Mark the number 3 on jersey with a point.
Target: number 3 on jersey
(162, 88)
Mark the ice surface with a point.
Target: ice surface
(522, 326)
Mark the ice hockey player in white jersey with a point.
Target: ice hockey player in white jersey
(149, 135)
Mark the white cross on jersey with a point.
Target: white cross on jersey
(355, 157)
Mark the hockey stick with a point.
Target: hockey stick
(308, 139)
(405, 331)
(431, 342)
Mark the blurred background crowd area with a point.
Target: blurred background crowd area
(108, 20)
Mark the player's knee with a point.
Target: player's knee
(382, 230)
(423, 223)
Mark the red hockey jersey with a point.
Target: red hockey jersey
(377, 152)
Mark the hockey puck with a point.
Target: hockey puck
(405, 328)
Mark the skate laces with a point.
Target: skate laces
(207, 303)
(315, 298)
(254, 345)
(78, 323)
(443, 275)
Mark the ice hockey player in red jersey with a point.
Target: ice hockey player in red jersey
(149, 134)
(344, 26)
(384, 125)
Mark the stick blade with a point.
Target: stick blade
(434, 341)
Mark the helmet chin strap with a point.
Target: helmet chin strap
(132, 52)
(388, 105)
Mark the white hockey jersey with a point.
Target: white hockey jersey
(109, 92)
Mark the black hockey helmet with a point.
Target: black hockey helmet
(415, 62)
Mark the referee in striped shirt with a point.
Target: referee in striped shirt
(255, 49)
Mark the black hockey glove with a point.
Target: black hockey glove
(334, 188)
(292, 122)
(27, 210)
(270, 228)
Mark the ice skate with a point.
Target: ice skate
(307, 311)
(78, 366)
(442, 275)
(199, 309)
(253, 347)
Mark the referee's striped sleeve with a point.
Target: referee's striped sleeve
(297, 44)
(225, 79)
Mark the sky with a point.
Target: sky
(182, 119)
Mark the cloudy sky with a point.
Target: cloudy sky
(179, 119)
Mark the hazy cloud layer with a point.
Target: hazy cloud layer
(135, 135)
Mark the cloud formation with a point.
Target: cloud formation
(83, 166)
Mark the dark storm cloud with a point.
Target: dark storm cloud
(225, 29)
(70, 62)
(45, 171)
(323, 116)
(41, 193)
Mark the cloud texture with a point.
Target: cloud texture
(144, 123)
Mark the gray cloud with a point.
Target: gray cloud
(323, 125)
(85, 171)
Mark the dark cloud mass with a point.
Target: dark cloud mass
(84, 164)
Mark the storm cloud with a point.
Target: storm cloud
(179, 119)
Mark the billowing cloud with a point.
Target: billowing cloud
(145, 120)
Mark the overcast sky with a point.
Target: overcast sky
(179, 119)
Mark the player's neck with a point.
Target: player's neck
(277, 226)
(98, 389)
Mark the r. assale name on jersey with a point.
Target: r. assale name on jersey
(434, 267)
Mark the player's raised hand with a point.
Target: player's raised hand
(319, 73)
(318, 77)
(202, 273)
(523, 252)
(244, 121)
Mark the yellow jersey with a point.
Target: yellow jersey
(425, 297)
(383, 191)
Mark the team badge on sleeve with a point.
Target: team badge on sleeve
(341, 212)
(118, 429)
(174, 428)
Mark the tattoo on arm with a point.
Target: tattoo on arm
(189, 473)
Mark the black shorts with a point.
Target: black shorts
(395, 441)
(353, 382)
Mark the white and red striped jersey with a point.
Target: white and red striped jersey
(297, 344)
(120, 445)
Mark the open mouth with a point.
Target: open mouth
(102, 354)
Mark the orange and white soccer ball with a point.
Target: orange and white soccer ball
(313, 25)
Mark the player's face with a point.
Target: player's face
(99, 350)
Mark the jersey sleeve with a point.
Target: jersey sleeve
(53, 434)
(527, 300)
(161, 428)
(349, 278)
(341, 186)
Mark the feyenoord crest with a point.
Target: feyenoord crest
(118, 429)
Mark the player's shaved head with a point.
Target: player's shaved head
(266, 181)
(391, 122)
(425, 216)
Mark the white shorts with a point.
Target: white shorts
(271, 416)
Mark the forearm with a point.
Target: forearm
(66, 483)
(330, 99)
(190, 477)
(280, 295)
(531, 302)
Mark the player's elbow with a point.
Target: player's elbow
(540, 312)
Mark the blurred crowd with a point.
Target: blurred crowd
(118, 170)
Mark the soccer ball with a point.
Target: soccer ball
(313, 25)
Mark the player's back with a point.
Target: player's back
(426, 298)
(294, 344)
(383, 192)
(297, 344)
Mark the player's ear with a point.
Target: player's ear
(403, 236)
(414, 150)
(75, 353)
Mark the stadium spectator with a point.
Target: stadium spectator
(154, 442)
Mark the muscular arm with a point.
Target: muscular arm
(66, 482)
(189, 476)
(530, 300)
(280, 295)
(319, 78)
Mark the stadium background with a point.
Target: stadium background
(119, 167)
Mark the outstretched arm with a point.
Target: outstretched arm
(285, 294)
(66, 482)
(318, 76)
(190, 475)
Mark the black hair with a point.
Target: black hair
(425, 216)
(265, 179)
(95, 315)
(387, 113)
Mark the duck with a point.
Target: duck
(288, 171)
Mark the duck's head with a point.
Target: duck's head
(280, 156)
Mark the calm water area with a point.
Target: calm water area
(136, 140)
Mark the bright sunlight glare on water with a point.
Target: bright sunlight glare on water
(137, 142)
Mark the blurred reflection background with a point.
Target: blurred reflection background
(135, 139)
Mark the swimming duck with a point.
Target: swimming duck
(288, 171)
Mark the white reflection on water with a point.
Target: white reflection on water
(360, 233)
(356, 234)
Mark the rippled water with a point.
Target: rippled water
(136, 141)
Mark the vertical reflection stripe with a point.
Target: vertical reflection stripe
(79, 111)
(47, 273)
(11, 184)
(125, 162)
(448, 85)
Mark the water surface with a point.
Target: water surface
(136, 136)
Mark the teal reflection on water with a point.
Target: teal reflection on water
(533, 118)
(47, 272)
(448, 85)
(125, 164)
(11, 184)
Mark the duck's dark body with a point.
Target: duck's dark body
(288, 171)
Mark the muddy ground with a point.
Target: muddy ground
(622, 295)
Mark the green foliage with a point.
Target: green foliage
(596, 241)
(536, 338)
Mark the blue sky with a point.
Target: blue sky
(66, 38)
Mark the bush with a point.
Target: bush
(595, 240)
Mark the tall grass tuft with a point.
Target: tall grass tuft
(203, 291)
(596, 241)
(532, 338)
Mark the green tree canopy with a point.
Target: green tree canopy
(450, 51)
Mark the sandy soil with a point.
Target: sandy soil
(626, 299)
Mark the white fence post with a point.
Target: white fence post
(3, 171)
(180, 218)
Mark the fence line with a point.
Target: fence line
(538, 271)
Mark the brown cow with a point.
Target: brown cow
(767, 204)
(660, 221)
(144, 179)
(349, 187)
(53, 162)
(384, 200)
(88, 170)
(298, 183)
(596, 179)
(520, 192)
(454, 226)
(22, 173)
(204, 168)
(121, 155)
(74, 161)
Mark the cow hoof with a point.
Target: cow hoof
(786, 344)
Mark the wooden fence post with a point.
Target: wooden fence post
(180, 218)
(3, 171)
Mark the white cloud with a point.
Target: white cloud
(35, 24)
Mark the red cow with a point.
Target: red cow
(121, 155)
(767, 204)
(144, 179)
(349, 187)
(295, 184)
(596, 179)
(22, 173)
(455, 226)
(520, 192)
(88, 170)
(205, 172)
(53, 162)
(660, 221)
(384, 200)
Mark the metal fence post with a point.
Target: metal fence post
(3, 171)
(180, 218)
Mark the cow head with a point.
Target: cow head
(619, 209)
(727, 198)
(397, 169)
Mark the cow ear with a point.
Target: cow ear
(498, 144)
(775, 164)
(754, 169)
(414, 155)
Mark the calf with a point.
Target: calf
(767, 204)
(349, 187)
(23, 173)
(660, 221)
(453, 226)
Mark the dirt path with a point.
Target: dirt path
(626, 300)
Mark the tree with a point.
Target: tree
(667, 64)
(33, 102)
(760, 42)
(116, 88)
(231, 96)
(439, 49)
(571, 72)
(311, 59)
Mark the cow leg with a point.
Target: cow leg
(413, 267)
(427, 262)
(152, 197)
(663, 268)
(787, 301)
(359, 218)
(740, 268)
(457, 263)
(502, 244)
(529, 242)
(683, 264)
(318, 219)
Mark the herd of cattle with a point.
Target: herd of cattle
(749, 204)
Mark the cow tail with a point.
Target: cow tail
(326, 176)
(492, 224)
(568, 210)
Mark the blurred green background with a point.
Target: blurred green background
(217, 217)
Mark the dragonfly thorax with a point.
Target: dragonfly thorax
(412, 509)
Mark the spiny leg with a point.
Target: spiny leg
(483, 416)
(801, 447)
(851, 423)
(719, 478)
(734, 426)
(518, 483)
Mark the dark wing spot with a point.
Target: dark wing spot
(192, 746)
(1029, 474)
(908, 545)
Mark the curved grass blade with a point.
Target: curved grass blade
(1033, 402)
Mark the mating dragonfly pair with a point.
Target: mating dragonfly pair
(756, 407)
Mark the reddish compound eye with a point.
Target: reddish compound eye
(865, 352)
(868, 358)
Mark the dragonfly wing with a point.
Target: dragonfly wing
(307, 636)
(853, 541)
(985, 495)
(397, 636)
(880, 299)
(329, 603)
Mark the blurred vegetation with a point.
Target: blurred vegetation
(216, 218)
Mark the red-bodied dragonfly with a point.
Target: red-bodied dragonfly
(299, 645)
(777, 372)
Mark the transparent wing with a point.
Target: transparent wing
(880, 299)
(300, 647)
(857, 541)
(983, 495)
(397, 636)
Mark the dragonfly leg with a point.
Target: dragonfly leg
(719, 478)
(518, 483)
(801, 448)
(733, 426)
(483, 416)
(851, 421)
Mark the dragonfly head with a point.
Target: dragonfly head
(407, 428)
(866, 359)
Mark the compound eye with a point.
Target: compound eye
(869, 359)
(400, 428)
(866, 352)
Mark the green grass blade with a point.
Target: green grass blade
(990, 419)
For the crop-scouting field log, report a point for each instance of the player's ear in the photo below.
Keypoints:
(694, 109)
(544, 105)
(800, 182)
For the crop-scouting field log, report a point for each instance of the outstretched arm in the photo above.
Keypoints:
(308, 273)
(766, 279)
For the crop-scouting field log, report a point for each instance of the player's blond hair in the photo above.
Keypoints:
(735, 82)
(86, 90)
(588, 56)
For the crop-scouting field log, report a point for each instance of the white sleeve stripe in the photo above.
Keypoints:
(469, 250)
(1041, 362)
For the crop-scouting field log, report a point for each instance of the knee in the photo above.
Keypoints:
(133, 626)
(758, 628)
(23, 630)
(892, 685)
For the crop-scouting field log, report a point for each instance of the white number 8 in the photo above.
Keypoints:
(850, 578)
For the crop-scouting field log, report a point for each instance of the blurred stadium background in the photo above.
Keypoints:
* * *
| PROBLEM TO SOLVE |
Could you quote, exactly as they appear, the line containing "stripe in the photo above." and every line after it to the end of the records above?

| CORRECT OUTPUT |
For the crop-scouting field log, report a point for each instance of the white sleeve stripe in the photo above.
Keypoints:
(469, 250)
(1041, 362)
For the crop-scouting field log, report a point for each instance of the knee in the photo above.
Keypoints:
(133, 626)
(758, 628)
(23, 630)
(892, 685)
For the crop-scouting field log, report a point for each instance of the white number 8 in the photo above.
Keypoints:
(850, 578)
For the crop-scouting field log, report a point for each instance of the blurred stadium background in the photo above.
Keypoints:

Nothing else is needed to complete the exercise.